ASSIGNED TASK:
Lines from the one containing "Query: tropical plant" to the end of the records, both ends included and exactly as written, are the whole answer, and no pictures go in it.

(Referring expression data)
========================================================================

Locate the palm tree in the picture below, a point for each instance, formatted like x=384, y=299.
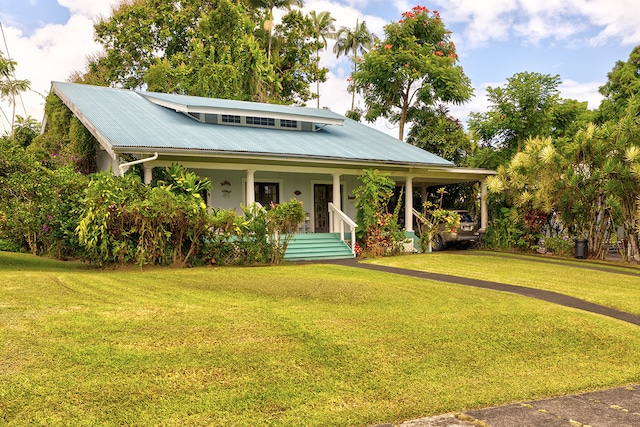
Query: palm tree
x=272, y=4
x=359, y=40
x=10, y=87
x=323, y=24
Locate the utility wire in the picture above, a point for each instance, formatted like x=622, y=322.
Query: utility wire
x=15, y=79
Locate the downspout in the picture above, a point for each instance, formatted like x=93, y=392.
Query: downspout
x=137, y=162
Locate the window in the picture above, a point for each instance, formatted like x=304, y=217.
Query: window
x=226, y=118
x=292, y=124
x=267, y=192
x=261, y=121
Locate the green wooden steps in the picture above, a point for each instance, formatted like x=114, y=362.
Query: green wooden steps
x=317, y=246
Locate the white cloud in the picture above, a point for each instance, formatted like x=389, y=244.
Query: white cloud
x=535, y=20
x=580, y=91
x=51, y=53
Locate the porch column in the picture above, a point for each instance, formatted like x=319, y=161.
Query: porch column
x=148, y=174
x=336, y=202
x=484, y=216
x=251, y=191
x=408, y=204
x=423, y=194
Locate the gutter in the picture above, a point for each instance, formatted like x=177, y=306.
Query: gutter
x=136, y=162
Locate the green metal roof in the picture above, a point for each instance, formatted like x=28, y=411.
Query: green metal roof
x=130, y=121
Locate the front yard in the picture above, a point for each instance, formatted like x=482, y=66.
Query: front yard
x=313, y=345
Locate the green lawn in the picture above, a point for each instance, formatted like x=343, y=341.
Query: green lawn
x=618, y=287
x=306, y=345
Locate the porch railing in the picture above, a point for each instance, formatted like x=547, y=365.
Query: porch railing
x=338, y=221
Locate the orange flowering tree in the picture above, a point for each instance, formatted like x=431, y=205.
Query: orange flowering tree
x=414, y=67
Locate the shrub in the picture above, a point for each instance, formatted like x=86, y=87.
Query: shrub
x=378, y=229
x=38, y=205
x=561, y=246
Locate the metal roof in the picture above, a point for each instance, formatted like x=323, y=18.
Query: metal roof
x=128, y=121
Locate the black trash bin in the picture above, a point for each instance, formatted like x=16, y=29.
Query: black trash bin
x=581, y=248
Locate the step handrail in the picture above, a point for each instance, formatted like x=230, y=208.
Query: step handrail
x=342, y=221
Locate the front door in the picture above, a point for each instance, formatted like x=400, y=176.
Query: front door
x=322, y=195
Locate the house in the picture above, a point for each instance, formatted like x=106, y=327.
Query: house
x=255, y=152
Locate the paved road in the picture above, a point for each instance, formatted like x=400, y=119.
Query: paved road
x=618, y=407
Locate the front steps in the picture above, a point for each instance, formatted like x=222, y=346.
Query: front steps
x=317, y=246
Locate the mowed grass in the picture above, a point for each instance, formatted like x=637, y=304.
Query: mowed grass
x=298, y=345
x=610, y=284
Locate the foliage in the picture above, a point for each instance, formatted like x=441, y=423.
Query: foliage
x=10, y=86
x=623, y=83
x=431, y=219
x=124, y=221
x=180, y=182
x=413, y=68
x=282, y=220
x=506, y=232
x=218, y=48
x=38, y=205
x=201, y=338
x=65, y=141
x=588, y=181
x=222, y=59
x=355, y=42
x=378, y=229
x=560, y=245
x=294, y=45
x=323, y=27
x=436, y=131
x=521, y=109
x=25, y=130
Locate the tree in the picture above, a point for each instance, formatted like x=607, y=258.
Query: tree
x=438, y=132
x=623, y=82
x=357, y=41
x=523, y=108
x=25, y=130
x=294, y=46
x=589, y=182
x=323, y=24
x=222, y=59
x=10, y=87
x=268, y=23
x=415, y=67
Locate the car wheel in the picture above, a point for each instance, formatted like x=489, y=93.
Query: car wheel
x=437, y=244
x=462, y=246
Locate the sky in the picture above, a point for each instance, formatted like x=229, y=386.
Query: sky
x=579, y=40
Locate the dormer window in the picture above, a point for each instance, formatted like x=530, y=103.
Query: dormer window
x=261, y=121
x=241, y=113
x=227, y=118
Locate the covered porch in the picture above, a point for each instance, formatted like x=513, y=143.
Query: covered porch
x=325, y=190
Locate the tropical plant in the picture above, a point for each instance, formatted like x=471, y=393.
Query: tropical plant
x=522, y=109
x=180, y=182
x=432, y=219
x=295, y=45
x=623, y=82
x=378, y=229
x=38, y=205
x=414, y=67
x=10, y=87
x=323, y=24
x=356, y=42
x=282, y=220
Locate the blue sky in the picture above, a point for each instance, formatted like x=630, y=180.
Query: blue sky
x=580, y=40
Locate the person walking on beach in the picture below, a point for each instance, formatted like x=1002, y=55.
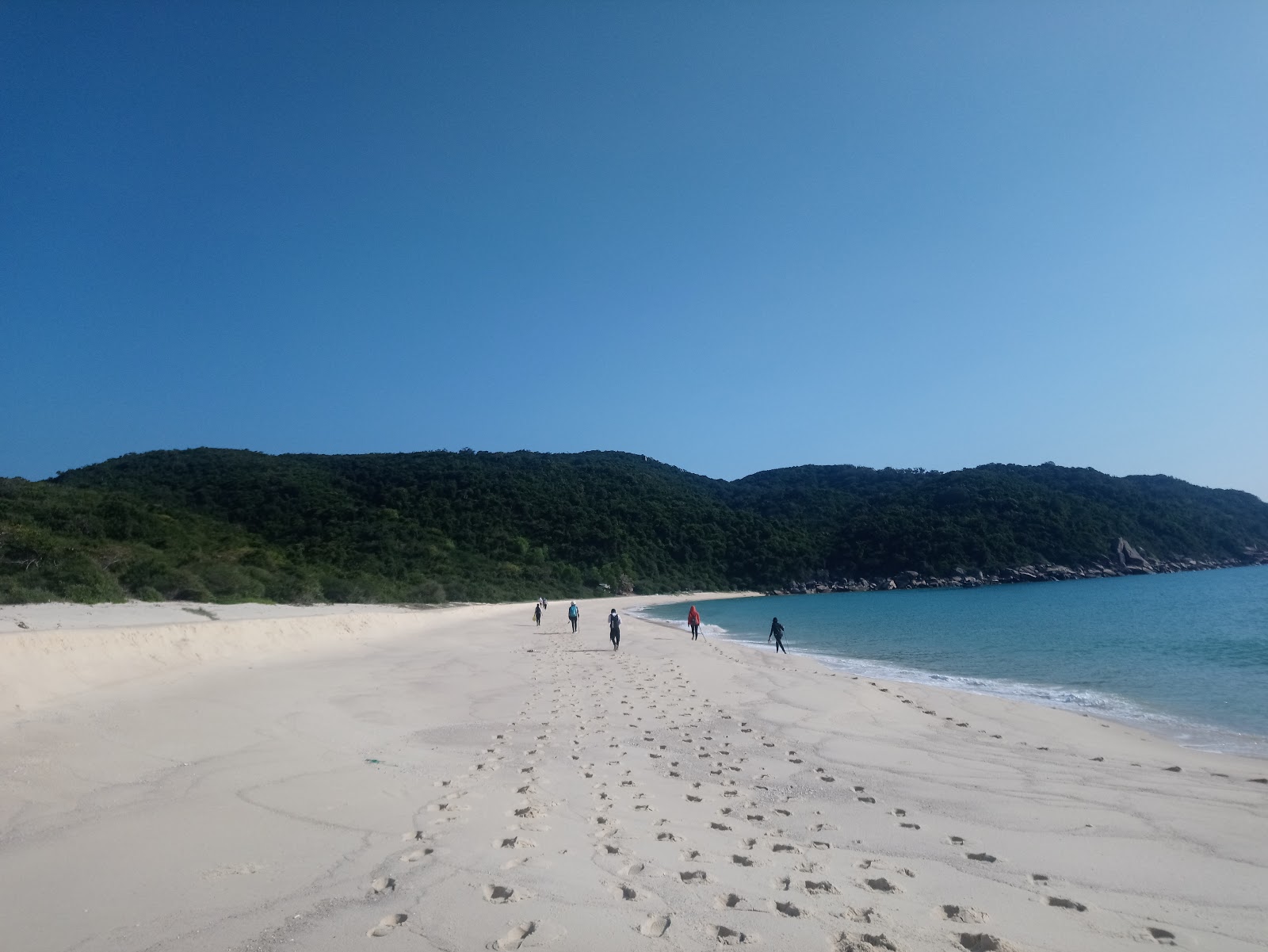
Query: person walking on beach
x=777, y=634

========================================================================

SOLVED PROBLEM:
Query: tropical plant
x=522, y=109
x=180, y=182
x=432, y=219
x=295, y=45
x=623, y=82
x=378, y=229
x=38, y=205
x=414, y=67
x=10, y=87
x=323, y=24
x=356, y=42
x=282, y=220
Locate the blue sky in the picture above, a point for each instance, formatted like x=630, y=180.
Query: blue sky
x=580, y=40
Locate the person walking on beach in the picture below, a point for each instance, formatted like x=1002, y=55.
Query: person walking on beach
x=777, y=634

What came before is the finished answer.